* _YOUR ASSIGNMENT_: Entries follow. Give back exactly the lines starting at the one containing "Task: indicate every instance of the white soccer jersey" and ending at the one containing "[(279, 191), (173, 232), (131, 303)]", and no other lines.

* _MATERIAL FOR THIS TASK_:
====================

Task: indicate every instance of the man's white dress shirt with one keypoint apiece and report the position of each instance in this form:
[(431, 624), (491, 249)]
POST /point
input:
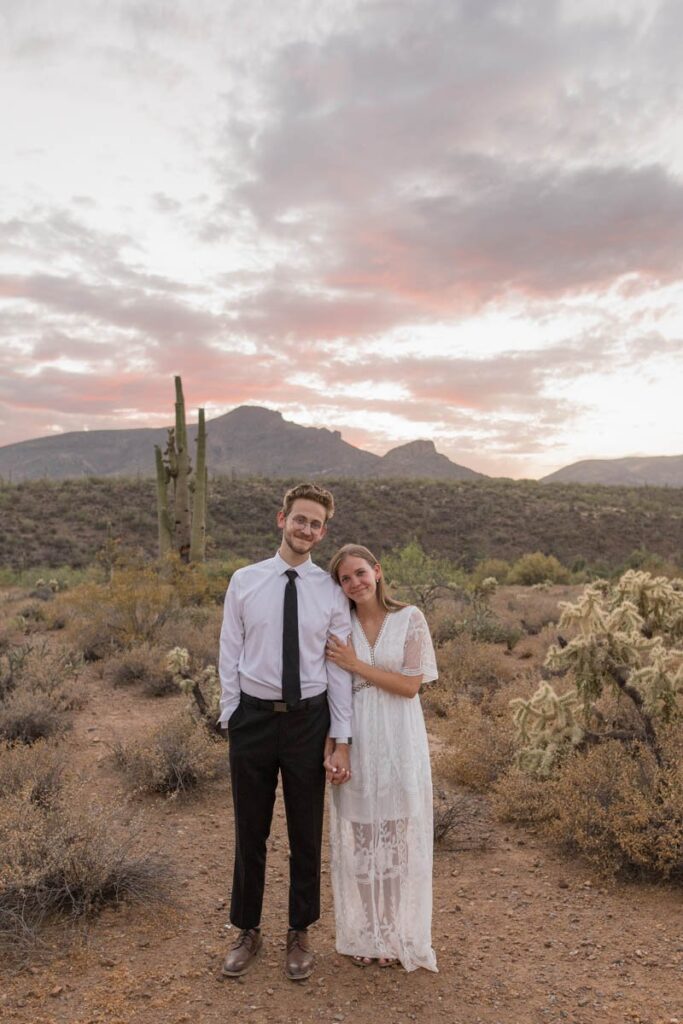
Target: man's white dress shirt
[(251, 638)]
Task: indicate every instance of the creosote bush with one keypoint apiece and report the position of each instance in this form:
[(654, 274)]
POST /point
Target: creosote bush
[(128, 609), (477, 749), (33, 773), (143, 667), (38, 692), (60, 856), (177, 756), (538, 567), (598, 763)]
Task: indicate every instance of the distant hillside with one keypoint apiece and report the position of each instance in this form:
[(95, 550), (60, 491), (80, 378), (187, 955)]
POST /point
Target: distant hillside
[(657, 471), (247, 440), (56, 523)]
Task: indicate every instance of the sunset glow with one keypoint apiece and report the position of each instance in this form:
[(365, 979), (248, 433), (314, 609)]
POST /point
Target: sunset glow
[(439, 219)]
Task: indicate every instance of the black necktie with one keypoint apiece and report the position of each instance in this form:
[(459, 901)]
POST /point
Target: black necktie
[(291, 680)]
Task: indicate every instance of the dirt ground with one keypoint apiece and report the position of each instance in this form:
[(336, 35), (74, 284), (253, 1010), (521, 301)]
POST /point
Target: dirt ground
[(522, 936)]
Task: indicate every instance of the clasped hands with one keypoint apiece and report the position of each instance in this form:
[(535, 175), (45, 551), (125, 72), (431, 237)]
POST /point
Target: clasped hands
[(336, 762)]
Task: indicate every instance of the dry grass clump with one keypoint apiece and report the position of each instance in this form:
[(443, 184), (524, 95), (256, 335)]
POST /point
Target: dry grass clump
[(127, 610), (474, 668), (623, 811), (523, 799), (143, 667), (174, 758), (199, 634), (59, 855), (538, 608), (38, 692), (33, 773), (478, 747), (611, 804)]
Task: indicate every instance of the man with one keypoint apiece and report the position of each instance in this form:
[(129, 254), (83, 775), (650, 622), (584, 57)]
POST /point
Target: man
[(281, 699)]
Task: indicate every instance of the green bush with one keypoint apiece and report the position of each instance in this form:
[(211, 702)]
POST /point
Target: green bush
[(538, 567)]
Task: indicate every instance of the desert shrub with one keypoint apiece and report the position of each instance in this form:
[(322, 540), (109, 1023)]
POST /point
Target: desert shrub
[(606, 753), (68, 859), (419, 578), (445, 815), (177, 756), (620, 809), (477, 747), (523, 799), (42, 693), (199, 682), (34, 773), (496, 568), (127, 610), (538, 567), (143, 667), (467, 666), (199, 632)]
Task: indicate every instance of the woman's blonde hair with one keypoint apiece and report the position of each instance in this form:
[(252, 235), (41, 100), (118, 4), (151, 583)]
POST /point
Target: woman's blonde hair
[(357, 551)]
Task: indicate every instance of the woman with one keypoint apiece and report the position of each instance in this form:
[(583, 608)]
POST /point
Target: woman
[(381, 819)]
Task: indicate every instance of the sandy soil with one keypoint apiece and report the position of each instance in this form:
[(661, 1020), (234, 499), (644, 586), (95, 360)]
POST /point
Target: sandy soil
[(521, 934)]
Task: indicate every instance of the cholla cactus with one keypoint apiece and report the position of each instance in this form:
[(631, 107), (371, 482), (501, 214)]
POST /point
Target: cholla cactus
[(625, 639), (545, 724), (203, 686)]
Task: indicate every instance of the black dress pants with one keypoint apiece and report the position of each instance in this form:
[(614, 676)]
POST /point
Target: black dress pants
[(263, 743)]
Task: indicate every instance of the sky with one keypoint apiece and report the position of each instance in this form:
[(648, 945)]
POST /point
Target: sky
[(459, 220)]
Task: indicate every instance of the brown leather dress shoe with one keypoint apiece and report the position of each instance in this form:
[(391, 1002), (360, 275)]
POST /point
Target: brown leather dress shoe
[(299, 963), (242, 954)]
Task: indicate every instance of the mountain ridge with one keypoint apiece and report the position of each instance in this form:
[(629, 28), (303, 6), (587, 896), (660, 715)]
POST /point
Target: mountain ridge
[(247, 440)]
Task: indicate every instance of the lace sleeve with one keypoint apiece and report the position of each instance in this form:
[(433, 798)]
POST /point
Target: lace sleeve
[(419, 656)]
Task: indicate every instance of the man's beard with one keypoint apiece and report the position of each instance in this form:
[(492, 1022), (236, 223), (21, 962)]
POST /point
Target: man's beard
[(300, 545)]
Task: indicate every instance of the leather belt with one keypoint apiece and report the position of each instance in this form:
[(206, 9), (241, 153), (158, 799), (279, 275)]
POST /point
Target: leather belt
[(280, 706)]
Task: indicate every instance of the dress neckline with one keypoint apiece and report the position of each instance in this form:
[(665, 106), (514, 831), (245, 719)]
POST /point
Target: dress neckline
[(379, 632)]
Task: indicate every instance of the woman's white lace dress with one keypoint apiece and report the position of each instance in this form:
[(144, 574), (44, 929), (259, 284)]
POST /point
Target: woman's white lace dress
[(381, 820)]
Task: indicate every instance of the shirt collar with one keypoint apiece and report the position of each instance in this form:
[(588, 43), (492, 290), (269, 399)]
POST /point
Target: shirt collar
[(282, 566)]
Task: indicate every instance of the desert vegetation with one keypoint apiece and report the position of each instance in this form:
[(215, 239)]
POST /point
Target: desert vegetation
[(531, 722), (601, 530)]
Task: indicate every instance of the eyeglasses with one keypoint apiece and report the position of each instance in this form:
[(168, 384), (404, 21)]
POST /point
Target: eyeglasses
[(301, 522)]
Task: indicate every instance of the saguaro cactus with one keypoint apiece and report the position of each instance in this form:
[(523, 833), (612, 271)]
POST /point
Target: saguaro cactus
[(198, 543), (183, 534)]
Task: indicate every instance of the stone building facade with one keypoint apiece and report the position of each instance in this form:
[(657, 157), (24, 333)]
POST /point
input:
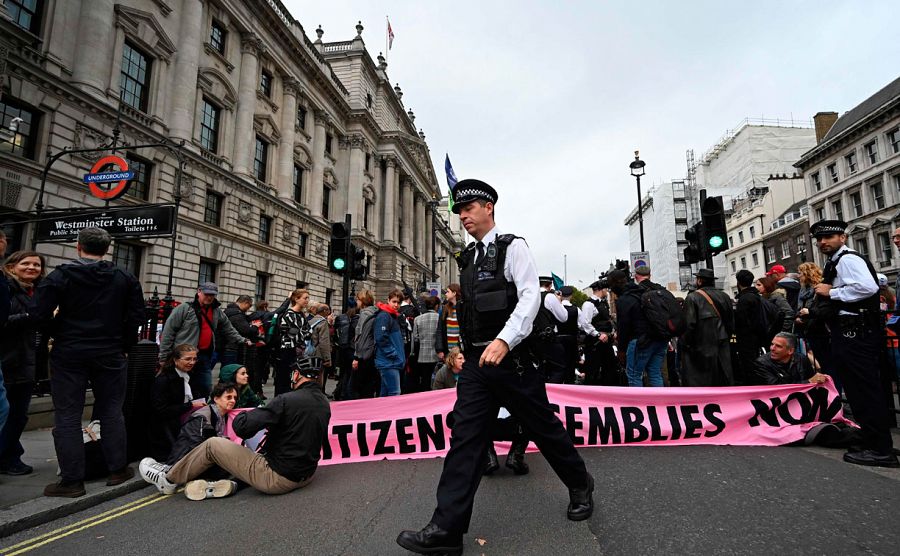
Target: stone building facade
[(853, 174), (282, 135)]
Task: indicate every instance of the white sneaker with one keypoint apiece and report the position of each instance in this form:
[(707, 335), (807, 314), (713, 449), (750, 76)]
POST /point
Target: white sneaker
[(201, 490), (155, 473)]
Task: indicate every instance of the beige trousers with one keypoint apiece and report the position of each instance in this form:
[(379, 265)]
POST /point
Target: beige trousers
[(241, 462)]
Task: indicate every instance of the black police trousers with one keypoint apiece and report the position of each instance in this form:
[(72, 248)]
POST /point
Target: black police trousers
[(855, 358), (479, 394)]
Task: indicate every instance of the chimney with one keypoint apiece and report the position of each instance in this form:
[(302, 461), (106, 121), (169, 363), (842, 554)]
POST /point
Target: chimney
[(824, 121)]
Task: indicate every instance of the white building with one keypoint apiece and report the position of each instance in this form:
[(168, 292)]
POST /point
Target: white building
[(282, 136)]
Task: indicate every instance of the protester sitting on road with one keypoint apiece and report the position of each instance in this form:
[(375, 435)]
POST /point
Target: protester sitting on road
[(297, 424), (782, 365), (448, 374), (23, 348), (171, 398), (207, 422), (238, 375)]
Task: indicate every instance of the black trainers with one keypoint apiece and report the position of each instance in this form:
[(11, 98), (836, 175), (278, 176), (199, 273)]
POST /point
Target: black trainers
[(65, 489)]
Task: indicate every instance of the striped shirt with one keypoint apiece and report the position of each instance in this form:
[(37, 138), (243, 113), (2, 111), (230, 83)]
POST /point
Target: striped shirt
[(452, 329)]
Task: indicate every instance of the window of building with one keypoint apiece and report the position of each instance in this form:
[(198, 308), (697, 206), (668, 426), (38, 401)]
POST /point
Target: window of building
[(872, 152), (326, 202), (884, 246), (26, 14), (135, 77), (265, 83), (16, 116), (260, 159), (862, 245), (127, 256), (209, 126), (838, 209), (856, 203), (140, 185), (297, 181), (212, 213), (217, 36), (301, 117), (851, 162), (265, 228), (877, 191), (262, 285), (207, 271), (817, 181), (302, 242), (894, 140)]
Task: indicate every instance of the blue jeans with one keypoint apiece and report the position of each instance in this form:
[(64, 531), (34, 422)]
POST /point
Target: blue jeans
[(649, 358), (390, 382)]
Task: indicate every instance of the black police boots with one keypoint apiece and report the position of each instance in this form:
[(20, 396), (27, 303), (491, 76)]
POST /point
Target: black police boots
[(515, 460), (581, 502), (431, 540), (492, 463)]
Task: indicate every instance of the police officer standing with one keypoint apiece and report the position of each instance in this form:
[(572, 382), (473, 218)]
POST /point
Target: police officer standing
[(854, 317), (499, 301)]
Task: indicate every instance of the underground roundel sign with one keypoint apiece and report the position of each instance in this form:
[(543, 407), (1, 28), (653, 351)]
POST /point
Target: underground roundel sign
[(109, 185)]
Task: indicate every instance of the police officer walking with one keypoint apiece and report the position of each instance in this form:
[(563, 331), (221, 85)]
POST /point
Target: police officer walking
[(854, 317), (499, 301)]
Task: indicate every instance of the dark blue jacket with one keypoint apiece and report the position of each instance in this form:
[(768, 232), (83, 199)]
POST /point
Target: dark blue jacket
[(100, 308)]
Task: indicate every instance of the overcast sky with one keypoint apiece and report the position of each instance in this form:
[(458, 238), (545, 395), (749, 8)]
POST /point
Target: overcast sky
[(547, 101)]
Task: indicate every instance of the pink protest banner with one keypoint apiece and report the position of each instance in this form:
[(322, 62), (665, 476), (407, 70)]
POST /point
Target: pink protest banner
[(415, 426)]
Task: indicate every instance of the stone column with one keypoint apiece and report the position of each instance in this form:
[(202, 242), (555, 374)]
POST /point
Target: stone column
[(316, 180), (388, 201), (251, 47), (184, 83), (355, 203), (286, 144), (408, 217), (95, 37)]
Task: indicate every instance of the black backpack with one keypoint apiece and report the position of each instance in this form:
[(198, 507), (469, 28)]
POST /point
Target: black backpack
[(771, 319), (665, 318)]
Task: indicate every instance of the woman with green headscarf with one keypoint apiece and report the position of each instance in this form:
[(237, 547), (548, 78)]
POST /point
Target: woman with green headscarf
[(238, 375)]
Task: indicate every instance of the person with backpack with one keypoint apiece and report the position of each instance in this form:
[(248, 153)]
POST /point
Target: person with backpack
[(364, 379), (644, 351), (710, 322), (390, 358), (749, 329)]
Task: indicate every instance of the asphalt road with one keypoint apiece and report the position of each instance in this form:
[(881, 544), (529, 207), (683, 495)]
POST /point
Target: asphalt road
[(659, 500)]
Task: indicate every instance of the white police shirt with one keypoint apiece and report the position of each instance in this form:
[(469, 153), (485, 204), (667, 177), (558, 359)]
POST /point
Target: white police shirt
[(520, 269), (853, 282)]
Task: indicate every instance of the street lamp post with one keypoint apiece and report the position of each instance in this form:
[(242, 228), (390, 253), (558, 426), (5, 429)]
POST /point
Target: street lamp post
[(433, 204), (637, 170)]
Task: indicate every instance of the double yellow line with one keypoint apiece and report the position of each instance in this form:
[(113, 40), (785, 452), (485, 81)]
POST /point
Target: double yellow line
[(62, 532)]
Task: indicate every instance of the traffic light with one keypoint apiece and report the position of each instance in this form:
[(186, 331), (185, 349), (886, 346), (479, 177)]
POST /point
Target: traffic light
[(713, 213), (358, 269), (338, 255), (696, 249)]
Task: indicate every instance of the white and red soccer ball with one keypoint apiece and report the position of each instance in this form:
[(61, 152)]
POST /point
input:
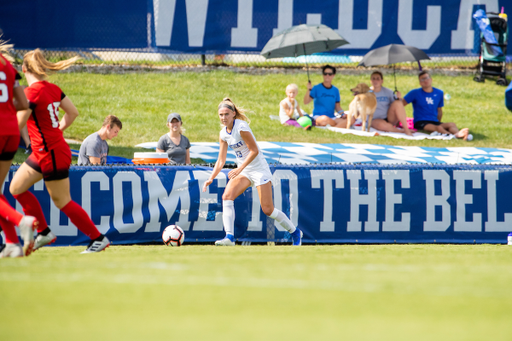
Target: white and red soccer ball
[(173, 235)]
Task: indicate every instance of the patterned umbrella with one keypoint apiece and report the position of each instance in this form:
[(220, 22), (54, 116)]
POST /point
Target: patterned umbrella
[(302, 40), (392, 54)]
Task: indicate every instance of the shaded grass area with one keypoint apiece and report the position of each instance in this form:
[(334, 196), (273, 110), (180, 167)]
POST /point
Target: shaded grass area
[(143, 100), (351, 292)]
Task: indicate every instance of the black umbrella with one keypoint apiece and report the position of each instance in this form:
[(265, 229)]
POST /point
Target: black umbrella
[(392, 54), (302, 40)]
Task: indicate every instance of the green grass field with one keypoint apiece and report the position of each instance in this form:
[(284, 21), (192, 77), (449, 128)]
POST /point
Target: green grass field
[(143, 100), (322, 292)]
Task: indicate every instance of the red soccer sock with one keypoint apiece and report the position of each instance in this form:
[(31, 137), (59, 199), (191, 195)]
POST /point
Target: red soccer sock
[(31, 207), (79, 217), (9, 213), (10, 231)]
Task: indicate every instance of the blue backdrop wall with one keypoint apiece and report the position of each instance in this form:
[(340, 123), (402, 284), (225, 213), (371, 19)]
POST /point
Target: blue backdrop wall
[(331, 204), (436, 26)]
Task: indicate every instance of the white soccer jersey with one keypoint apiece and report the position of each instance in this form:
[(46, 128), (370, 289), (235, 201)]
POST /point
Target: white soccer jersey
[(235, 142)]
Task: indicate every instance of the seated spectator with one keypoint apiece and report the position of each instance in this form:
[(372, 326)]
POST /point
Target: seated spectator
[(326, 97), (427, 103), (94, 149), (174, 143), (389, 112), (289, 110)]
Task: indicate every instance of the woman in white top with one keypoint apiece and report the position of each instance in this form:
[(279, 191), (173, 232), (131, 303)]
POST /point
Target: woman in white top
[(289, 110), (252, 170)]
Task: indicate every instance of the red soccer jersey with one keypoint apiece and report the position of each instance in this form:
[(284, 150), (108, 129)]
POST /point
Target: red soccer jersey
[(8, 76), (43, 124)]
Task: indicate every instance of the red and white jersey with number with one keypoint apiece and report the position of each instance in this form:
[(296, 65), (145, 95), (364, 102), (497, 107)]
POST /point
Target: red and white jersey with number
[(43, 124), (8, 78)]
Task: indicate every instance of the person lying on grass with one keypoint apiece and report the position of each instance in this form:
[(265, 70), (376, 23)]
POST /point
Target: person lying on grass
[(427, 103)]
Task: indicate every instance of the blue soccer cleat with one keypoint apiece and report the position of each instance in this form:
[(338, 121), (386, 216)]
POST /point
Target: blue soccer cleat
[(229, 240), (297, 237)]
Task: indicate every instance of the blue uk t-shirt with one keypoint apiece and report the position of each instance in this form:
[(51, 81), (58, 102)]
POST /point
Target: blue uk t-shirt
[(325, 99), (425, 104)]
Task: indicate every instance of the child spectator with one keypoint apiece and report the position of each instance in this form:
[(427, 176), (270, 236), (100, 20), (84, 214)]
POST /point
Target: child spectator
[(289, 110)]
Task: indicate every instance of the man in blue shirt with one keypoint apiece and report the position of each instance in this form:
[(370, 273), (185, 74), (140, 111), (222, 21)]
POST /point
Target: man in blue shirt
[(427, 103), (326, 97)]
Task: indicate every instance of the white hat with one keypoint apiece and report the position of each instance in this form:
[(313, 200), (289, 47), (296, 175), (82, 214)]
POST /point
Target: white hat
[(173, 115)]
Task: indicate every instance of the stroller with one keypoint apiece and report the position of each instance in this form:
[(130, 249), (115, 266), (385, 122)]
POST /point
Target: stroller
[(493, 56)]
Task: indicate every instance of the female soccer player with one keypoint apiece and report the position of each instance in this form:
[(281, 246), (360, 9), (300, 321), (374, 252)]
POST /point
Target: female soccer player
[(12, 98), (252, 170), (51, 156)]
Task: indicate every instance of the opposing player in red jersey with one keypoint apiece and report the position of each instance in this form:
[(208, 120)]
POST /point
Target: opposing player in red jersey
[(51, 156), (12, 98)]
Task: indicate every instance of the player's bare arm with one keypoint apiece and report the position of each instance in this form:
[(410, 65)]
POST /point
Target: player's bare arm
[(253, 152), (221, 161)]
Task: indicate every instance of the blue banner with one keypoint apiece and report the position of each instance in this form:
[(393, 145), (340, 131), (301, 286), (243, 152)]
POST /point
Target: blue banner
[(331, 204), (219, 26)]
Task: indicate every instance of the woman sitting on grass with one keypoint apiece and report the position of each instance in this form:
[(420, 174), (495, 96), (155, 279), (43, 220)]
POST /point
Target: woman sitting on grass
[(289, 110), (176, 145)]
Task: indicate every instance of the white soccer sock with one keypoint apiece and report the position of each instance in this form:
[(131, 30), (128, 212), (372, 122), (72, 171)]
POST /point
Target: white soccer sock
[(282, 220), (228, 216)]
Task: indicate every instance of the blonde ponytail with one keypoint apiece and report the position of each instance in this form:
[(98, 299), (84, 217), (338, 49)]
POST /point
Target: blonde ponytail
[(239, 112), (4, 51), (36, 64)]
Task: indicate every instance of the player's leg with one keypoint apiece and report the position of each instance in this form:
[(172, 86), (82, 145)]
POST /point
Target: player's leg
[(27, 224), (267, 206), (27, 175), (61, 197), (234, 188), (12, 247)]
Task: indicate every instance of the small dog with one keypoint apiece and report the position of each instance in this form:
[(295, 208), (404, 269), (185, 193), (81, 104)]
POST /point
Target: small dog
[(363, 104)]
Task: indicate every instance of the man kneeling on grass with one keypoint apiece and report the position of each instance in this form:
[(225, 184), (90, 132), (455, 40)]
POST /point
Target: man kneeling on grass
[(427, 103), (94, 149)]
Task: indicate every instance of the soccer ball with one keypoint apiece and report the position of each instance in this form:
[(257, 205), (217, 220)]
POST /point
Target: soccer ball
[(173, 235)]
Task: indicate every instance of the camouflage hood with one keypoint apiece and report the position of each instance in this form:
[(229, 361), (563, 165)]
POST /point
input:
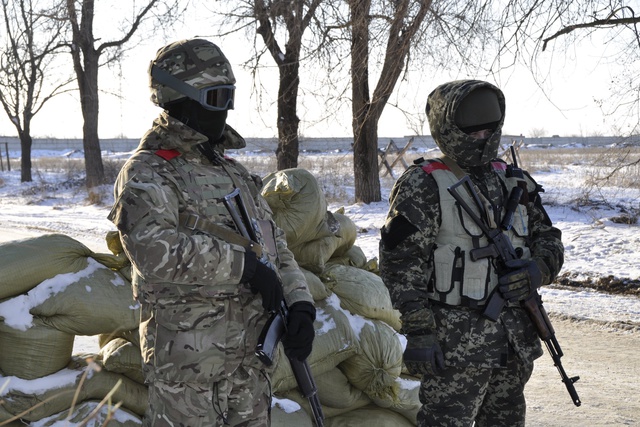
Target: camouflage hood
[(442, 105), (168, 133)]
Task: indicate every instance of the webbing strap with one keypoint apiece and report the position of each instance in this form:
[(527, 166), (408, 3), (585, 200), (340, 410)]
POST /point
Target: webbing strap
[(195, 222)]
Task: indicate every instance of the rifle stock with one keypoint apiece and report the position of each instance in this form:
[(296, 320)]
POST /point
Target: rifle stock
[(501, 248)]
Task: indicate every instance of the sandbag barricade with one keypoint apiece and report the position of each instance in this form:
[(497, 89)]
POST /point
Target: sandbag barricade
[(366, 388), (54, 288), (357, 354)]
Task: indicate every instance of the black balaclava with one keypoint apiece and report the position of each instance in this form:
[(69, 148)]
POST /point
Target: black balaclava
[(458, 107), (209, 123)]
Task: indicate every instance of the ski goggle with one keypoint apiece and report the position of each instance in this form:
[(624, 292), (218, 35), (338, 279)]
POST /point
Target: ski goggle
[(217, 98), (214, 98)]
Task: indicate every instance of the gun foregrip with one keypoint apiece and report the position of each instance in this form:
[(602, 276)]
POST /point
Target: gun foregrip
[(269, 338), (489, 251)]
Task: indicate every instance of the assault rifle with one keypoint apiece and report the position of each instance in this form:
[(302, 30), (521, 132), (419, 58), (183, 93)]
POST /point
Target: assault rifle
[(276, 326), (501, 248)]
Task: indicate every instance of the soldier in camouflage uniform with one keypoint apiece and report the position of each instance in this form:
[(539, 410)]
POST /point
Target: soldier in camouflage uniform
[(205, 295), (473, 369)]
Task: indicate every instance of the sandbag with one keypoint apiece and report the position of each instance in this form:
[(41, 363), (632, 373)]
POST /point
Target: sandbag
[(328, 411), (354, 257), (370, 416), (408, 402), (95, 301), (122, 357), (27, 262), (315, 254), (119, 417), (298, 205), (133, 336), (346, 234), (334, 343), (289, 414), (35, 352), (378, 364), (316, 287), (335, 390), (361, 292), (25, 396)]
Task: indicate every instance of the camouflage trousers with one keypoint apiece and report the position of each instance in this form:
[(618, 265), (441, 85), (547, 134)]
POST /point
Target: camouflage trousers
[(489, 397), (199, 360), (242, 400)]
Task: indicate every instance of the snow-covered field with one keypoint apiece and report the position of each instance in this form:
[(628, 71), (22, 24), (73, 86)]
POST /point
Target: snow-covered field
[(596, 244)]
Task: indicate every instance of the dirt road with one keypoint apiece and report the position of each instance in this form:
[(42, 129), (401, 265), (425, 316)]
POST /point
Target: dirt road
[(607, 359)]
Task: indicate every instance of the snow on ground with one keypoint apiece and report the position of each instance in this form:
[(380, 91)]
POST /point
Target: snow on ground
[(595, 245)]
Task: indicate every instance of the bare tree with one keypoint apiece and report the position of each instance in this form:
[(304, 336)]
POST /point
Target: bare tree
[(87, 52), (378, 32), (401, 27), (31, 42), (532, 29), (281, 25)]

====================

* _RESPONSE TO THIS EXERCISE_:
Task: indicate every instance of the white soccer jersey with one keypoint apiece and report the position of each instance in this form:
[(46, 128), (370, 289), (235, 201)]
POST /point
Target: white soccer jersey
[(235, 142)]
Task: indicate every instance of the seated spectator with one keypoint apiece and report the position of each instance in this form:
[(372, 326)]
POST /point
Target: seated spectator
[(326, 97), (427, 103), (94, 149), (174, 143), (389, 112), (289, 110)]
Task: indicate every instance of the woman in white top with one keypoint apiece and report the position of each instance in this form:
[(279, 191), (173, 232), (131, 303)]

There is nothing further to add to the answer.